§ **SELECTED EXCERPT**
If you look at the clay head pieces as an example–
The gallery describes it: "With very expressive features, this large head appears to rise out of the ground or table top. Moran etched, burnished, and stained the concrete to convey the illusion of weathered clay." As the description says, it's trying to look like clay, but that's an illusion. My best guess is that the head was basically made around steel mesh, from a fairly stiff grey sand/cement mix. Then thinner layers of black-dyed mix were applied by hand (you can see the marks of some of his tools). It looks as if he's using a fairly stiff mix and really pushing it hard against the surface. When it's partially set, he may be scraping some of that off, burnishing it with wood or steel tools, or rough sanding it a bit, then adding a slightly different tinted mix. The white Portland cement (or maybe that's even paint?) appears to have been added last.

As I've implied, this works looks easy—just as an experienced clay artist can make working with clay look easy. But it's not. It looks easy because he's had lots of experience understanding the material and is at ease with the material. I think one of the signs of what we call good art is that it appears to be effortless. But it can only be effortless when the materials are mastered.

I wouldn't worry about doing more research into concrete before starting. My advice would be to just start, and keep doing it, working through the failures until you develop this ease. I know you asked a technical question, and in a sense I've answered from another direction, but I hope it helps.

Monday, August 18, 2008

Concrete Transmits Light

LiTriCon has been around for a few years now, but it still sounds like science fiction to those who think of concrete as massive, opaque and heavy. Essentially, LiTraCon is a fine concrete mix with about 4% of its volume taken up with optical glass fibres. What you end up with is translucent concrete, that is, concrete that light and shadows can be transmitted through.

This blog has good summary of what it is and where it's heading:

Of course you don't get complete tramsission of the scene behind the wall, but you do get the play of light and shadow, the shadows of leaves or people walking by. So instead of concrete becoming a visual barier, it's suddenly opened up. The uses in architecture are immediately obvious, but in small-scale work lamps and light surrounds come to mind, and LiTraCon is already making those for sale.

Andreas Bittis in Germany is also making "translucent concrete," so it appears this is a trend.

§ **LISTING**
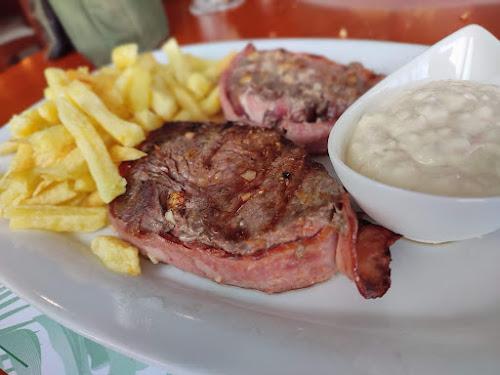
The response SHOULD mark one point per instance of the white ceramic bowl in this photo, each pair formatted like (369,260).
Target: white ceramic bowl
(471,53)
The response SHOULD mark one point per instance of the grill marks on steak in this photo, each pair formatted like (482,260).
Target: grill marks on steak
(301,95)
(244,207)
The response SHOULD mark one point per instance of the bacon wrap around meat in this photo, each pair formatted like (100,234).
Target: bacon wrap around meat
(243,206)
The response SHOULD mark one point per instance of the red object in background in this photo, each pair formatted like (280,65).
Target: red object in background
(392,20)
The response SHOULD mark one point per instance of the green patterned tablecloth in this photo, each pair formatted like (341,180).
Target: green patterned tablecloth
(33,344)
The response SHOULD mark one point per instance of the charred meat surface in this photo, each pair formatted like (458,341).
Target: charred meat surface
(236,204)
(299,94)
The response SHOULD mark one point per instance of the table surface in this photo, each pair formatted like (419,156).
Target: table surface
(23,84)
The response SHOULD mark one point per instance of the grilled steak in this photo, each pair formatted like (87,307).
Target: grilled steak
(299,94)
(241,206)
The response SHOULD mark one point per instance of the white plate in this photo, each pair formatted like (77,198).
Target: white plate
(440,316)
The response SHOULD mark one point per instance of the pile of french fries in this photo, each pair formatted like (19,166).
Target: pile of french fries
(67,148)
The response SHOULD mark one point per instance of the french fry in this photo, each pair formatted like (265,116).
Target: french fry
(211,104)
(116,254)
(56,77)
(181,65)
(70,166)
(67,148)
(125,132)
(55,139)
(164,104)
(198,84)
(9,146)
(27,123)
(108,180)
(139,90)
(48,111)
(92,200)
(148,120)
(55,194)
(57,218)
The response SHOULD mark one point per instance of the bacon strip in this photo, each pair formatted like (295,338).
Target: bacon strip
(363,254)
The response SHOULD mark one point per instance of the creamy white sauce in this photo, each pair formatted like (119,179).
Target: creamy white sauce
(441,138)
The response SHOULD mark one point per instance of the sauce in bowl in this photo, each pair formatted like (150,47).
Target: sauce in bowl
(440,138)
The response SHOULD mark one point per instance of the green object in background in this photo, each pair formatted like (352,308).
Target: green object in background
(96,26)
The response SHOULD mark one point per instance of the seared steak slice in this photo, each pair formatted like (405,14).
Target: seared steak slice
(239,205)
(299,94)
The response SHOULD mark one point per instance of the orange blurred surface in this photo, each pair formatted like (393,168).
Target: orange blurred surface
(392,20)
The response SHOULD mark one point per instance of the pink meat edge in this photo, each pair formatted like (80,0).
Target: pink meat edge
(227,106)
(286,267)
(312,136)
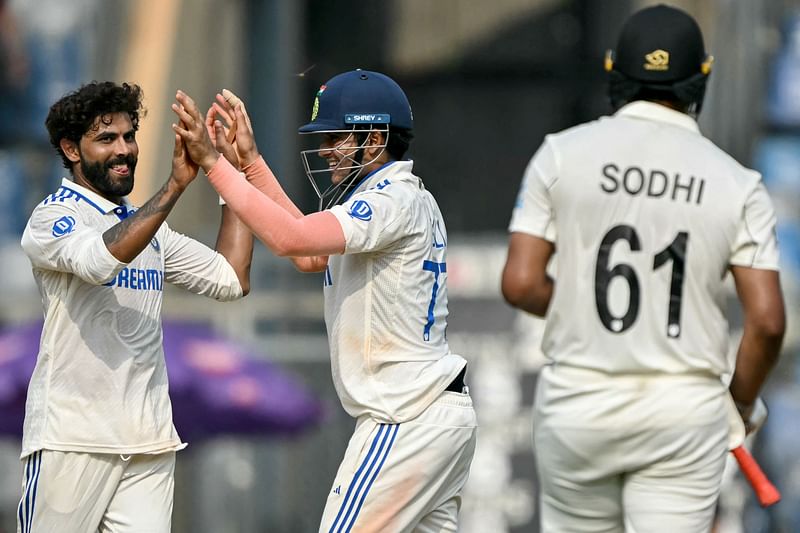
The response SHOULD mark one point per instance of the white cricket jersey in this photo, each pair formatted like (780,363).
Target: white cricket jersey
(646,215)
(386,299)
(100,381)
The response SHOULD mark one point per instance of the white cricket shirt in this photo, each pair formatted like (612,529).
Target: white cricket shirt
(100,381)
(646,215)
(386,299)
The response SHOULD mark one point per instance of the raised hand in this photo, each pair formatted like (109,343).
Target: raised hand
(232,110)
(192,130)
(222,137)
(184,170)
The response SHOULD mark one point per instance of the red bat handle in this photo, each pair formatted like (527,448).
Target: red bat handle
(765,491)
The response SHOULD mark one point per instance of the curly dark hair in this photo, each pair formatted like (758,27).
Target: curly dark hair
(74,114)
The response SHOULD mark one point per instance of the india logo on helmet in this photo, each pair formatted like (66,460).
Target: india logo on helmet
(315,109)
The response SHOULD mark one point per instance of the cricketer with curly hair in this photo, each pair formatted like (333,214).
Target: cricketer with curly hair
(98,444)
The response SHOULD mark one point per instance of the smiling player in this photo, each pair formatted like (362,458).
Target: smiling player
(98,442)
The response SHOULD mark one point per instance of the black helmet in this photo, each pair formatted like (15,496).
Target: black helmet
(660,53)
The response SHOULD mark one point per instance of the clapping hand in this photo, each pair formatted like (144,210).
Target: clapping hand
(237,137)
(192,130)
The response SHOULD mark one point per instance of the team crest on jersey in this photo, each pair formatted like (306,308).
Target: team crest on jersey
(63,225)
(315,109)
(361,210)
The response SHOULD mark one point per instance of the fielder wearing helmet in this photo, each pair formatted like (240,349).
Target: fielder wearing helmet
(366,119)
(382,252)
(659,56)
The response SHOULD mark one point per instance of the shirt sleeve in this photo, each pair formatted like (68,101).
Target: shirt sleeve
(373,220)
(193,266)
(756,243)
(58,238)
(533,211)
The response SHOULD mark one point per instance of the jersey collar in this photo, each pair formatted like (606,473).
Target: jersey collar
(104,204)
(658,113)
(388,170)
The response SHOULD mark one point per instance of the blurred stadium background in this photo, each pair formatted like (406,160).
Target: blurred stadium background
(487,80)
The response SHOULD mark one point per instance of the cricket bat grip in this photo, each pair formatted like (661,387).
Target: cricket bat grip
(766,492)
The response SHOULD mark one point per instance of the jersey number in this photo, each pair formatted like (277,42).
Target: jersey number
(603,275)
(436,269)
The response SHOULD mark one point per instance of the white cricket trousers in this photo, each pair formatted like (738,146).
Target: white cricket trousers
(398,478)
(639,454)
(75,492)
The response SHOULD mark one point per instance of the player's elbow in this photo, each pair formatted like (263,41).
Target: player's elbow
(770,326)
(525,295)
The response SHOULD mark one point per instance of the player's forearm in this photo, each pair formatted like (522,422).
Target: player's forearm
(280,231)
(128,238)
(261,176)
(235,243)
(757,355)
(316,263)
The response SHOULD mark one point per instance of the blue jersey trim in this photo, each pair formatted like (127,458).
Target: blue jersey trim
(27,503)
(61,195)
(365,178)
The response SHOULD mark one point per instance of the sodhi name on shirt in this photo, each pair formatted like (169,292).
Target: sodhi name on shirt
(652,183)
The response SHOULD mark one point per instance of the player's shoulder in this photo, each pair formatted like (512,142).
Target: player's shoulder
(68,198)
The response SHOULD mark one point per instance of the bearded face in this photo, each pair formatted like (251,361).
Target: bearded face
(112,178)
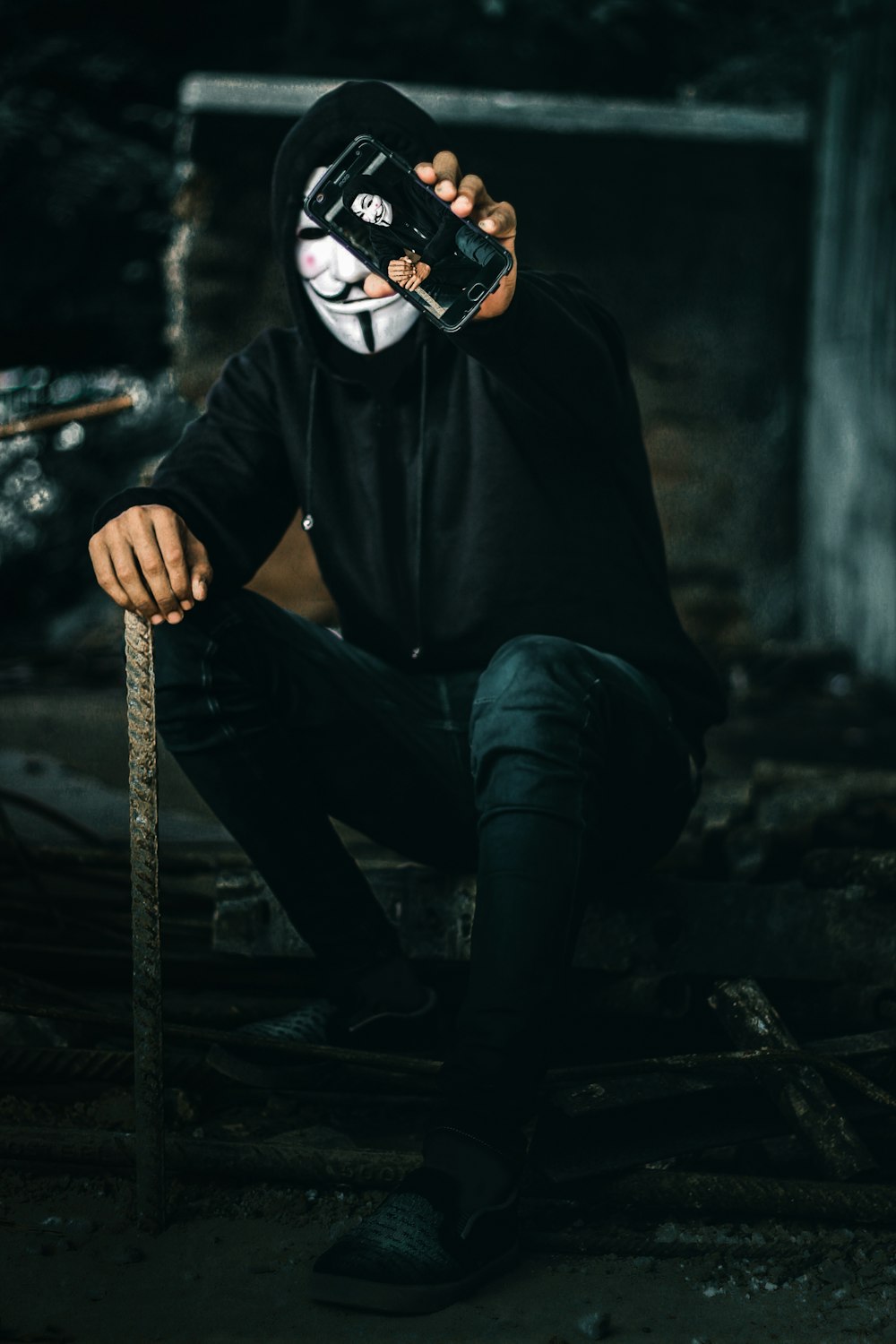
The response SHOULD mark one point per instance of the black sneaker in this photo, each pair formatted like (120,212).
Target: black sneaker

§ **EXERCISE INSTRUCTIONS**
Answer these questions from the excerpt on concrete above:
1. According to the gallery's description, what three things did Moran do to the concrete to convey the illusion of weathered clay?
2. About what share of the fine concrete mix's volume do the optical glass fibres take up?
3. Who in Germany is also making "translucent concrete"?

§ **RESULT BELOW**
1. He etched, burnished, and stained it.
2. About 4%.
3. Andreas Bittis.